Passage.

┌──

This blog is part of the VTPP (VNET Threat Perception Platform) project, a three-year programme co-funded by the European Commission under the DIGITAL-ECCC-2022-CYBER-03 call. The project covers DDoS mitigation with FastNetMon, vulnerability scanning with OpenVAS, custom AI/ML detection plugins for Zeek, HSM-backed key management, RPKI validation and a Krill CA, and a full-scale deployment of Security Onion as the IDS/SIEM/NSM backbone.
Introduction
The digitalization of business processes, the migration of services to the cloud, and the ever-growing volume of sensitive data have given organizations enormous opportunities, but at the same time they have introduced new security risks. Cyberattacks have intensified dramatically in recent years, and today they are no longer a problem only for large technology companies or government institutions. Hospitals, banks, manufacturing companies, universities, cities, and small businesses are all becoming targets. Attackers focus primarily on high-value data, such as personal data, financial information, internal documents, and industrial know-how.
One of the biggest threats today is ransomware. This is a type of malicious software that, after breaching an organization’s infrastructure, encrypts data or entire systems and then demands a ransom to restore them. Modern ransomware groups, however, no longer operate as lone individuals. Today they are well-organized groups that leverage sophisticated tooling, automated attacks, and often a “Ransomware-as-a-Service” model, under which attackers can rent ready-made attack platforms.
The encryption of data is no longer the only major problem. Before encrypting, attackers often copy sensitive data and then threaten to publish it. As a result, the organization comes under twofold pressure: it needs to restore operations while also preventing the leak of sensitive information. In many cases this leads to enormous financial losses, reputational damage, and legal consequences associated with violating regulatory requirements.
For exactly this reason, HSM (Hardware Security Module) and KMS (Key Management System) technologies are increasingly being adopted in modern security architectures. These systems form the foundation of a secure cryptographic infrastructure and help organizations protect the most sensitive part of encryption: the cryptographic keys. Security experts often say that encryption is only as secure as the keys that protect it.
The Importance of Cryptography in Modern Security
Today, encryption represents one of the most important pillars of cybersecurity. It is used virtually everywhere: in communication over the internet, in banking systems, cloud services, databases, mobile applications, and in protecting backups. Its purpose is to ensure that an unauthorized person cannot access the data, even if a system is compromised or a data breach occurs.
Encryption alone, however, is not enough. If an attacker obtains the encryption keys, they can decrypt all protected information regardless of the strength of the algorithm used. In the past, organizations often protected stored cryptographic keys only in software, for example directly on a server or in an application database. Such an approach is inadequate today, because if the server is compromised, an attacker can obtain both the data and the keys at the same time.

└──

Stored data entries:
┌──

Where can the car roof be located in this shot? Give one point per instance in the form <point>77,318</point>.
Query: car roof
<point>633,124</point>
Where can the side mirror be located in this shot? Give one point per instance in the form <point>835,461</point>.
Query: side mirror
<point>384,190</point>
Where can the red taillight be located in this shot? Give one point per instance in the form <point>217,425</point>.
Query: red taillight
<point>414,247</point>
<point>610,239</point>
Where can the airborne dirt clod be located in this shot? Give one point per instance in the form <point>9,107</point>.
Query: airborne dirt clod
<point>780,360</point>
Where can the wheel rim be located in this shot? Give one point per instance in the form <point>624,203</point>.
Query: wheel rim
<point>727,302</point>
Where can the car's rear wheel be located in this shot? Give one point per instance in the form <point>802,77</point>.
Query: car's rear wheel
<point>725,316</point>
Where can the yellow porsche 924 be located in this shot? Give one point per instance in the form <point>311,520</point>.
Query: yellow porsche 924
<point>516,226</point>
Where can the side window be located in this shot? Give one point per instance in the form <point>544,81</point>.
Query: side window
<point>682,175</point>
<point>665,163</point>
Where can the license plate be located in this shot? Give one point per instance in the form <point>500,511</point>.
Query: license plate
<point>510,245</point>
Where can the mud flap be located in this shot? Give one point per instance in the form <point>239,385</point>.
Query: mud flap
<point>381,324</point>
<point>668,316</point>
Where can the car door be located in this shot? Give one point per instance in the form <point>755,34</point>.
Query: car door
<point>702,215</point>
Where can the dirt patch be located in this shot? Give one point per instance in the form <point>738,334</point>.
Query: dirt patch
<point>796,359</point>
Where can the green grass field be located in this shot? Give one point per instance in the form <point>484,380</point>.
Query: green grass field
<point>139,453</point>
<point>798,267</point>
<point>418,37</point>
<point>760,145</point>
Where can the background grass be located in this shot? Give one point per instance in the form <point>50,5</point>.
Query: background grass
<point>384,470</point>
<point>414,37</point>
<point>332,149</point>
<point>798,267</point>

└──

Questions to answer.
1: Name every kind of organization that the blog post on ransomware and key management says is becoming a target of attacks.
2: According to the blog post on ransomware and key management, what do security experts often say about encryption?
3: Please pick up the blog post on ransomware and key management after its last sentence and carry it forward with a few more paragraphs.

Answers per task.
1: Hospitals, banks, manufacturing companies, universities, cities, and small businesses.

2: Encryption is only as secure as the keys that protect it.

3:
Modern security therefore requires separating data from cryptographic secrets. Encryption keys must be stored in a separate, highly secured environment accessible only to a precisely defined set of systems and users. Beyond protection itself, what also matters is auditability, access control, regular key rotation, and the ability to monitor all cryptographic operations.
Traditional Approaches and Their Limitations
Many organizations still rely on basic software solutions for managing cryptographic keys. This primarily involves storing keys in configuration files, databases, or directly in applications. While this approach is simple and inexpensive, from a security standpoint it represents a significant risk. If an attacker compromises a server or gains administrator privileges, they can very easily obtain the encryption keys as well.
Another common problem is the lack of control over who works with the cryptographic keys and how. In many organizations, administrators have overly broad privileges, there is no detailed audit of operations, and a single person can perform sensitive actions without further approval. This significantly increases the risk of insider threat attacks or privilege abuse.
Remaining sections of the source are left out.